SOURCE MATERIAL Start Marker

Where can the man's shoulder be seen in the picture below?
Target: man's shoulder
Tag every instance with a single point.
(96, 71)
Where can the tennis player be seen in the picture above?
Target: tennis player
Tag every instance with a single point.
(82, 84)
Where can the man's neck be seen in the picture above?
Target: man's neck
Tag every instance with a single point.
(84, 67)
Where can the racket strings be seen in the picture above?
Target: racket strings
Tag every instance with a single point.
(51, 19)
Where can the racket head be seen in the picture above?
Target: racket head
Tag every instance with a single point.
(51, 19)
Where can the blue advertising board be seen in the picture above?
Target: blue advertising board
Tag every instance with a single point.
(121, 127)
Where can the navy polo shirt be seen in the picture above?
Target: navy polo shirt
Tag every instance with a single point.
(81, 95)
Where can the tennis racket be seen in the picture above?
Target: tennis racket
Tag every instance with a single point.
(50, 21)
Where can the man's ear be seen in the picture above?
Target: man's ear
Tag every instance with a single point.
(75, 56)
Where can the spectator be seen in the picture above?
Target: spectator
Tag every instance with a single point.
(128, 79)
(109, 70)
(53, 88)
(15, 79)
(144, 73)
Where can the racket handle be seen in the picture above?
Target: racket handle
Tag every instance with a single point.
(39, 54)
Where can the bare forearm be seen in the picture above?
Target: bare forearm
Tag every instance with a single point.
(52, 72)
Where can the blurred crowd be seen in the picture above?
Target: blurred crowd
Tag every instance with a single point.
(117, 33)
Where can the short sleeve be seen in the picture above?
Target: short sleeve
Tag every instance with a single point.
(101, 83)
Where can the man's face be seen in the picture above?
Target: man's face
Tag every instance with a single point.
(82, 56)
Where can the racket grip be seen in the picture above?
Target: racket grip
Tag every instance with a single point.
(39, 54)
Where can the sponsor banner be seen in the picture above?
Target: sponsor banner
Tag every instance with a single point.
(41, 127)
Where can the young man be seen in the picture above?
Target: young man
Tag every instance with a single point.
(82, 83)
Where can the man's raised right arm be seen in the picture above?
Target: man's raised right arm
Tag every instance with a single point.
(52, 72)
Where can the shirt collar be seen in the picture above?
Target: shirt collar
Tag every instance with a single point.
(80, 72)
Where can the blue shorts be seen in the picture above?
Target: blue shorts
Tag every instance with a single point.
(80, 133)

SOURCE MATERIAL End Marker

- **HOW TO COMPLETE THIS TASK**: Work out how many lines of the material contain the string "navy"; nothing except that figure should be given.

- **OUTPUT**: 2